● Exercise A
From the article on B.C.'s Civil Resolution Tribunal, pull out the passage from "CRT is able" to "model going forward.".
● Exercise B
According to the article on B.C.'s Civil Resolution Tribunal, in what month and year did the tribunal open?
● Exercise C
Carry on writing the article about B.C.'s Civil Resolution Tribunal from its last sentence.

● Page excerpt

=== Begin Enclosure ===

B.C.’s Civil Resolution Tribunal keeps ‘doors open’ during pandemic

CRT is able to stay fully operational because it operates remotely

B.C.’s Civil Resolution Tribunal keeps ‘doors open’ during pandemic
“This [is] a critical opportunity for the public justice system to mobilize,” says CRT chair Shannon Salter.

In a COVID-19 world, with nearly everything including courthouses closing down, British Columbia’s Civil Resolution Tribunal is bucking the trend by remaining fully operational due to the fact that, since its inception, it has operated remotely.

It may provide a public justice model going forward.

The Civil Resolution Tribunal (CRT) opened its doors (so to speak) in July 2016, to settle condominium (“strata”) and small-claims disputes, and has been given new areas of jurisdiction, including most motor vehicle personal injury disputes, “pretty much since then,” says Shannon Salter, chair of the Civil Resolution Tribunal, from her home base in Vancouver (where, of course, she is working remotely).

=== End Enclosure ===

● Supplied records

=== Begin Enclosure ===

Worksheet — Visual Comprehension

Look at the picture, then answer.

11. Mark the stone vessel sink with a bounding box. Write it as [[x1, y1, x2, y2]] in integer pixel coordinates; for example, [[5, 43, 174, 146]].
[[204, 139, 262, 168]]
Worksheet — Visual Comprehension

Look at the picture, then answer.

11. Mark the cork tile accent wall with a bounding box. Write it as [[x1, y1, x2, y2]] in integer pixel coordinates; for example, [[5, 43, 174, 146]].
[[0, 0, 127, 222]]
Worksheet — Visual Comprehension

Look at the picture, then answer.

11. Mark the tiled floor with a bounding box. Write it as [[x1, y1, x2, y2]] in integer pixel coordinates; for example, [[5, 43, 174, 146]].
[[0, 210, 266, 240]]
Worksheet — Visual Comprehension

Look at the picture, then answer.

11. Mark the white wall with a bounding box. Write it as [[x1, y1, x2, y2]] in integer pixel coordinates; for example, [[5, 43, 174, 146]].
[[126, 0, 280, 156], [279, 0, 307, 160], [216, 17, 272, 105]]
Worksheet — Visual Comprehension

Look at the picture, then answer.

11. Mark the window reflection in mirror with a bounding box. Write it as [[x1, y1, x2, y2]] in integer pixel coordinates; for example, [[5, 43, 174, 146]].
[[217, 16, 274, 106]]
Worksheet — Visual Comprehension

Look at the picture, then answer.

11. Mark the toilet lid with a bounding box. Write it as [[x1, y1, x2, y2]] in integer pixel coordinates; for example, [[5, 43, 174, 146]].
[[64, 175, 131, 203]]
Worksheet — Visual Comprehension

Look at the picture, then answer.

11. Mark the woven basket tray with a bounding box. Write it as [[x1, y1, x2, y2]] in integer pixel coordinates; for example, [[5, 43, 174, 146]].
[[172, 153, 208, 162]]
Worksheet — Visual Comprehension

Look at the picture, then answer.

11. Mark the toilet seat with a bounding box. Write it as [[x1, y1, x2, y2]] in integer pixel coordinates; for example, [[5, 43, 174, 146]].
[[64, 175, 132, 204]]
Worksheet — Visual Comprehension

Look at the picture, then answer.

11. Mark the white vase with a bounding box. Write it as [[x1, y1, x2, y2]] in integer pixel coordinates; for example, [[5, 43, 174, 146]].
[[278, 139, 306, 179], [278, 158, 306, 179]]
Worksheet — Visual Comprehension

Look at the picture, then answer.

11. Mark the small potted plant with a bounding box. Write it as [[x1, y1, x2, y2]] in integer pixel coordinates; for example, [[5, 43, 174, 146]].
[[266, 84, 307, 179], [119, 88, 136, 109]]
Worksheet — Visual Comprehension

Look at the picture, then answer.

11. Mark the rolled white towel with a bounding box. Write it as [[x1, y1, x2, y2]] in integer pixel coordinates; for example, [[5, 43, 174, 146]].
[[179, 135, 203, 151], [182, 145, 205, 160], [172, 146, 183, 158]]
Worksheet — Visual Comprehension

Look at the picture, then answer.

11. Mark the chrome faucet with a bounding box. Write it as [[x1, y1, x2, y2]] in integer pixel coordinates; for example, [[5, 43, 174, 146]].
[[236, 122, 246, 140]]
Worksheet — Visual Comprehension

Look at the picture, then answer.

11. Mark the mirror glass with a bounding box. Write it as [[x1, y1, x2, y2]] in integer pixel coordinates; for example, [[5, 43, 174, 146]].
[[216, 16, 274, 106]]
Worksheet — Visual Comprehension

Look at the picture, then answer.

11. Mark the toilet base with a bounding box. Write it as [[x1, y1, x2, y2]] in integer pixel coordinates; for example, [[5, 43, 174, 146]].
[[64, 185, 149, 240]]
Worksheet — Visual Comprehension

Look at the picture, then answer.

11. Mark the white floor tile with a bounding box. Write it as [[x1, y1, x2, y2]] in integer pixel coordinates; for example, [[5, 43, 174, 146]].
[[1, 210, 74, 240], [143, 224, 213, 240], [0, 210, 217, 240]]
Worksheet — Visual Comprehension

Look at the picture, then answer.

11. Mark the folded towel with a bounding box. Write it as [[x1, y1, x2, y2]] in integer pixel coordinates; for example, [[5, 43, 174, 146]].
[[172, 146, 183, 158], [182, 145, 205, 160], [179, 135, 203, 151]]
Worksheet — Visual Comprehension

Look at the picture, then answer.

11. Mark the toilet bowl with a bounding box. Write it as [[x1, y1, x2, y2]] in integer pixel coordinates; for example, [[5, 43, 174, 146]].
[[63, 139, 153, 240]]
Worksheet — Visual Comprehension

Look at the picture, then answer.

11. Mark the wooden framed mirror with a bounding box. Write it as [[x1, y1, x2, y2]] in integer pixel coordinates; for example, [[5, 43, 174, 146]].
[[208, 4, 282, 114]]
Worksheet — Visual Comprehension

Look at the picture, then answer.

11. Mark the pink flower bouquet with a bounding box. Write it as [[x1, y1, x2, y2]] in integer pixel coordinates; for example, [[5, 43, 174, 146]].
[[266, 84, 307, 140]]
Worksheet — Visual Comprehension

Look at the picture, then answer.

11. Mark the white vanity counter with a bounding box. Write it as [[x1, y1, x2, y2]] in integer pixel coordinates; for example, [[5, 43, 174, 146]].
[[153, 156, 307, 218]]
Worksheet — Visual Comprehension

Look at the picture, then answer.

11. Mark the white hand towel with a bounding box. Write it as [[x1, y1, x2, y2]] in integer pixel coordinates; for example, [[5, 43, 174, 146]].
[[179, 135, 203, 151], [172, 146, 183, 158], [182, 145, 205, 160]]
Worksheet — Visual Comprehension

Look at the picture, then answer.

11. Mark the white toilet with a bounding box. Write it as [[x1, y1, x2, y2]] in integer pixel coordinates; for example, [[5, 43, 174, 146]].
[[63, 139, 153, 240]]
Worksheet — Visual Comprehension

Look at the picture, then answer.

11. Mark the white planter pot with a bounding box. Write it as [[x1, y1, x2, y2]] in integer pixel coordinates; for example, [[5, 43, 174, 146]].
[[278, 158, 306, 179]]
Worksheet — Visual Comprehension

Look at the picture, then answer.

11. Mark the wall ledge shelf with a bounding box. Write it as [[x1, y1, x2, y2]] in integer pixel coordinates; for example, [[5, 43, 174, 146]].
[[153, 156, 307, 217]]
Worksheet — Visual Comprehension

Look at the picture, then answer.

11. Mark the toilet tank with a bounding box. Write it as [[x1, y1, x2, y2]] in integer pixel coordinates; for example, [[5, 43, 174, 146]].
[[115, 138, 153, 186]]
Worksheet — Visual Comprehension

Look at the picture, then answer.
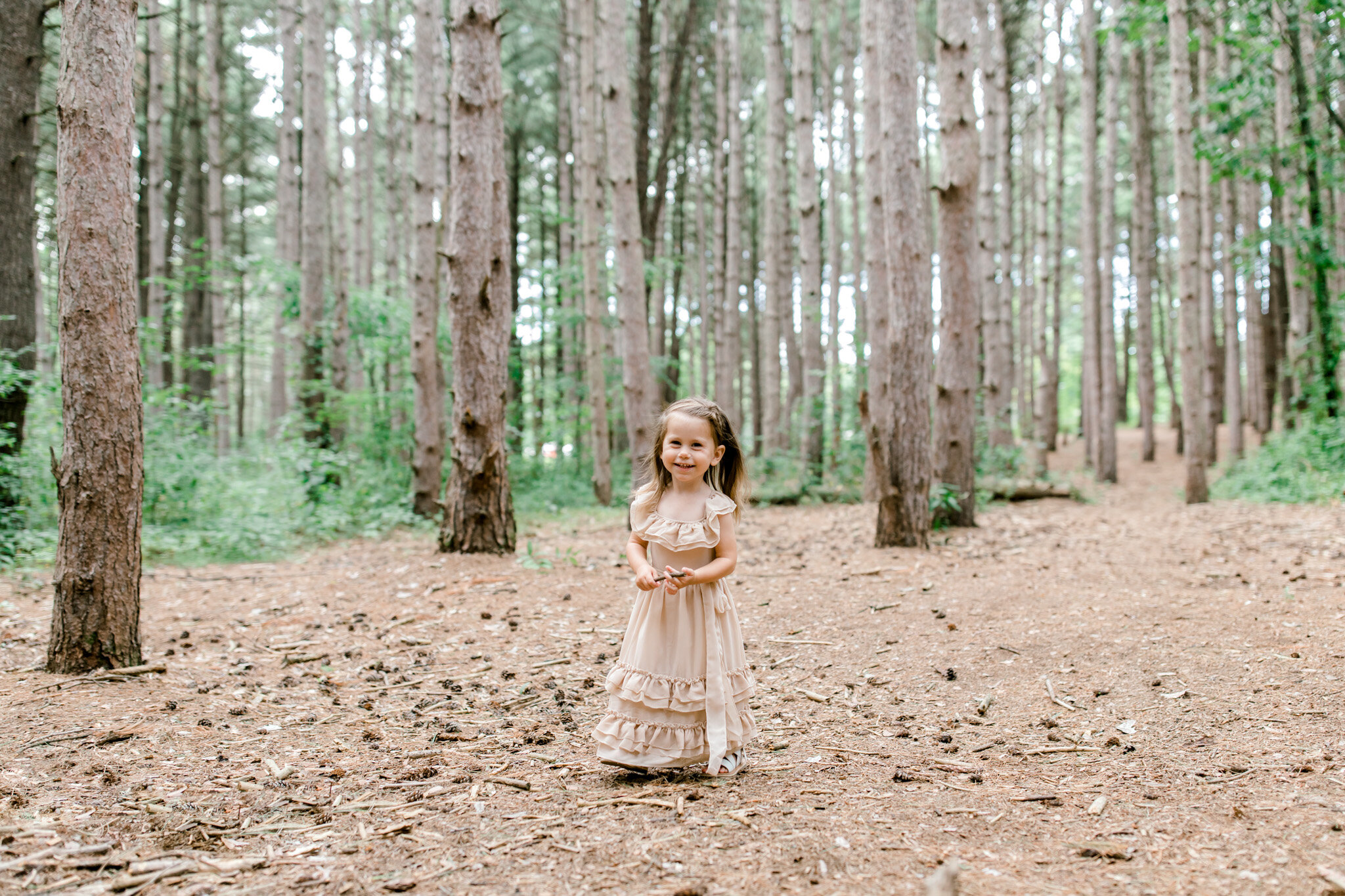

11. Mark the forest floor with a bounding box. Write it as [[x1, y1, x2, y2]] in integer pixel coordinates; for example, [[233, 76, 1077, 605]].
[[0, 430, 1345, 896]]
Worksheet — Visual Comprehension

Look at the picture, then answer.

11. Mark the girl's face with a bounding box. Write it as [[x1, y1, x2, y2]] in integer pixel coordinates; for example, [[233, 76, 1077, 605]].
[[659, 412, 724, 485]]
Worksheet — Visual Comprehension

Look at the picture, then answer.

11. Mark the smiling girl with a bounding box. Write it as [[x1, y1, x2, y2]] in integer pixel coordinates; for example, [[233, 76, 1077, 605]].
[[593, 398, 756, 775]]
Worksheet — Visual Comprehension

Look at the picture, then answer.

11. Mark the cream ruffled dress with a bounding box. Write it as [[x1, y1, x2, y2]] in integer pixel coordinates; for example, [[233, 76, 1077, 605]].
[[593, 486, 756, 769]]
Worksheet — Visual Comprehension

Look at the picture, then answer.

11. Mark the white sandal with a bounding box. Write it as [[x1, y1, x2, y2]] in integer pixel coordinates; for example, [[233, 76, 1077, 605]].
[[705, 747, 748, 778]]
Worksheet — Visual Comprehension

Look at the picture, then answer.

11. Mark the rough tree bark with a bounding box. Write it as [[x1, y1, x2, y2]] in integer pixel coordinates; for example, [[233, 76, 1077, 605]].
[[933, 0, 979, 525], [1084, 28, 1124, 482], [602, 0, 657, 485], [0, 0, 44, 459], [203, 0, 229, 456], [299, 0, 330, 444], [412, 0, 456, 519], [791, 0, 823, 481], [761, 0, 793, 454], [1130, 40, 1157, 462], [439, 0, 521, 553], [1168, 0, 1209, 503], [47, 0, 144, 673], [875, 0, 933, 548], [860, 0, 893, 502], [1078, 0, 1101, 469], [573, 0, 610, 507], [268, 0, 300, 435]]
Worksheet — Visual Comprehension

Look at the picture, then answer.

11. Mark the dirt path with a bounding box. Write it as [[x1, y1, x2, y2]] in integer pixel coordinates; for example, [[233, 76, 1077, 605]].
[[0, 431, 1345, 896]]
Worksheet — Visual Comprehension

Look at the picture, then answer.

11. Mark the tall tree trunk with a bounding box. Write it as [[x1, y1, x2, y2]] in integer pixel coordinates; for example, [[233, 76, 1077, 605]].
[[1214, 0, 1243, 459], [1168, 0, 1209, 503], [47, 0, 144, 674], [1286, 6, 1341, 417], [299, 0, 330, 446], [714, 0, 745, 430], [602, 0, 657, 475], [1130, 39, 1157, 462], [1084, 30, 1124, 482], [1078, 0, 1101, 469], [144, 0, 168, 387], [204, 0, 229, 454], [0, 0, 43, 456], [792, 0, 823, 481], [822, 19, 852, 470], [446, 0, 519, 553], [875, 0, 933, 548], [575, 0, 612, 507], [933, 0, 973, 525], [979, 0, 1000, 444], [1195, 22, 1222, 465], [268, 0, 299, 435], [761, 0, 793, 454], [860, 0, 893, 503], [1042, 3, 1065, 452], [412, 0, 456, 519]]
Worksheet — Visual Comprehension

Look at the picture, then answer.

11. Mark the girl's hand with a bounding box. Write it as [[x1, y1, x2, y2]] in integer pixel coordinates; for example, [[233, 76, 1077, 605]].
[[635, 563, 659, 591], [663, 567, 695, 594]]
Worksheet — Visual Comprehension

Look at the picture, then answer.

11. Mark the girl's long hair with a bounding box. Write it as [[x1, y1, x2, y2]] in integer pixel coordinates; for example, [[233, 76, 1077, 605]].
[[644, 396, 748, 517]]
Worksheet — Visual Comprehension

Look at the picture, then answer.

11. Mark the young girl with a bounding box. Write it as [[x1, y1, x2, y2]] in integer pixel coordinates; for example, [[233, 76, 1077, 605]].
[[593, 398, 756, 775]]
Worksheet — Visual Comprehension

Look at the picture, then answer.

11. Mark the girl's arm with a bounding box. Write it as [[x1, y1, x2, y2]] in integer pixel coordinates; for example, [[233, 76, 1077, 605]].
[[625, 532, 659, 591], [663, 513, 738, 594]]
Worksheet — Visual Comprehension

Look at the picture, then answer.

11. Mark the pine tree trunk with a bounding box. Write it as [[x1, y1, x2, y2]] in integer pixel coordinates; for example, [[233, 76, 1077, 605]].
[[1130, 40, 1157, 462], [1078, 0, 1101, 469], [1041, 4, 1065, 452], [792, 0, 823, 481], [1193, 26, 1222, 465], [874, 0, 933, 548], [412, 0, 456, 519], [575, 0, 612, 507], [1084, 30, 1124, 482], [0, 0, 43, 456], [602, 0, 657, 486], [446, 0, 519, 553], [860, 0, 893, 503], [822, 19, 852, 470], [714, 0, 745, 431], [761, 0, 793, 454], [933, 0, 973, 525], [144, 0, 168, 387], [268, 0, 300, 435], [1168, 0, 1209, 503], [206, 0, 229, 456], [47, 0, 144, 674], [299, 0, 330, 446], [1214, 9, 1243, 459]]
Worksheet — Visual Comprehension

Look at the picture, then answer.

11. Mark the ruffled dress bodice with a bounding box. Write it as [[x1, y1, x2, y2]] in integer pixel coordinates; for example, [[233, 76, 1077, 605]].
[[593, 488, 756, 769]]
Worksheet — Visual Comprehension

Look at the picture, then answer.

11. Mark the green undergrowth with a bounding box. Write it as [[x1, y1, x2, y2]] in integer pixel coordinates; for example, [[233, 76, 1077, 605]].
[[1210, 419, 1345, 503]]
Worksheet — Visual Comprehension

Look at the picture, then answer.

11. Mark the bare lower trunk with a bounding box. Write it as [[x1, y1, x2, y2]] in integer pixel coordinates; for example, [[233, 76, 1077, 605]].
[[875, 0, 932, 547], [933, 0, 973, 525], [1130, 41, 1155, 461], [1078, 0, 1101, 467], [860, 0, 892, 502], [1168, 0, 1209, 503], [299, 0, 330, 444], [206, 0, 229, 454], [47, 0, 144, 673], [792, 0, 823, 481], [439, 0, 515, 553], [761, 0, 793, 454], [601, 0, 657, 485], [1084, 30, 1124, 482], [412, 0, 456, 519], [573, 0, 612, 505]]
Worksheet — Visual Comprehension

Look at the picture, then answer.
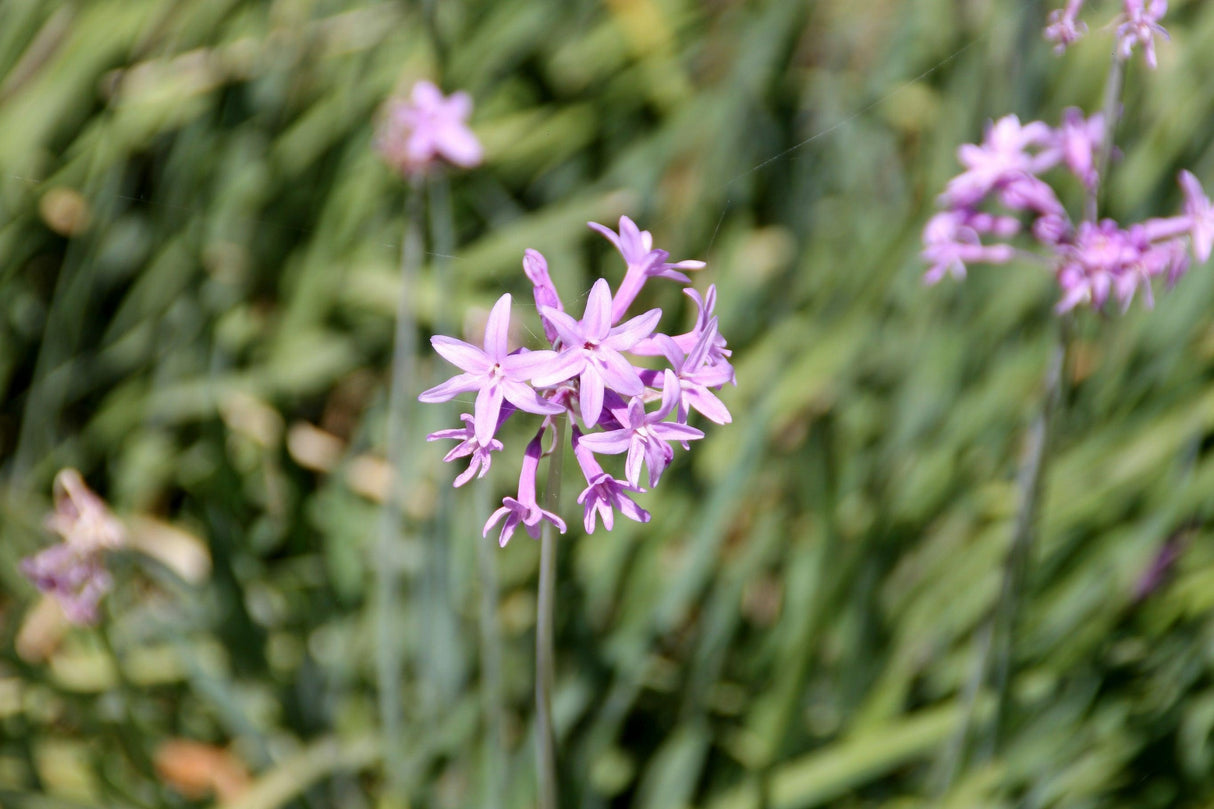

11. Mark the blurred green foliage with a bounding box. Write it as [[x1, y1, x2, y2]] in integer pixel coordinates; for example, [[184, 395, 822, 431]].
[[0, 0, 1214, 809]]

=== End Enclosure ===

● Reply A
CRT is able to stay fully operational because it operates remotely

B.C.’s Civil Resolution Tribunal keeps ‘doors open’ during pandemic
“This [is] a critical opportunity for the public justice system to mobilize,” says CRT chair Shannon Salter.

In a COVID-19 world, with nearly everything including courthouses closing down, British Columbia’s Civil Resolution Tribunal is bucking the trend by remaining fully operational due to the fact that, since its inception, it has operated remotely.

It may provide a public justice model going forward.

● Reply B
July 2016

● Reply C
The CRT uses online dispute resolution “and a distributed, remote workforce, which has allowed us to continue serving the public during this time,” Salter says. “I see this as a critical opportunity for the public justice system to mobilize” in a similar fashion, where to date, she reports, nearly all individuals using the CRT’s services have chosen to engage with the CRT exclusively online. The CRT may also be contacted via email and telephone.

Applicants to the CRT start by using the online Solution Explorer, which is free, anonymous and confidential. The Solution Explorer asks simple questions about the dispute, and provides legal information and tools based on the answers. It also classifies the dispute and gives the applicant the appropriate online application form. The applicant then clicks on a dispute area on the website’s “Get Started” page to begin. Dispute areas include personal injury; the purchase and sale of goods and services; loans and debts; construction and renovations; employment (non-unionized); insurance disputes; and property.

The parties upload evidence, as well as submissions, and the case is assigned to tribunal member. If an oral hearing is required, it’s done via Skype. Disputes are primarily resolved through settlements and consensual agreements, with a smaller number being resolved through adjudication, with decisions then published on the CRT’s website and on CanLII, as well as emailed to the parties.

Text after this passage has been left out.